::: INPUT RECORDS :::

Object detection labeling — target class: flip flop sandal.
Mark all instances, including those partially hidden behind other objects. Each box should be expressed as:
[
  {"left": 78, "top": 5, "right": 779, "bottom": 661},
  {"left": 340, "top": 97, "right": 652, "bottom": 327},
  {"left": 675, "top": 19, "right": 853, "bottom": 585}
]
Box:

:::

> _TASK TO COMPLETE_
Return every one of the rows above verbatim, with no changes to any line.

> _ANSWER_
Object detection labeling — target class: flip flop sandal.
Mark all instances, including those partially hidden behind other objects. Each box should be expressed as:
[
  {"left": 78, "top": 5, "right": 779, "bottom": 661},
  {"left": 340, "top": 97, "right": 652, "bottom": 327},
  {"left": 675, "top": 19, "right": 853, "bottom": 585}
]
Box:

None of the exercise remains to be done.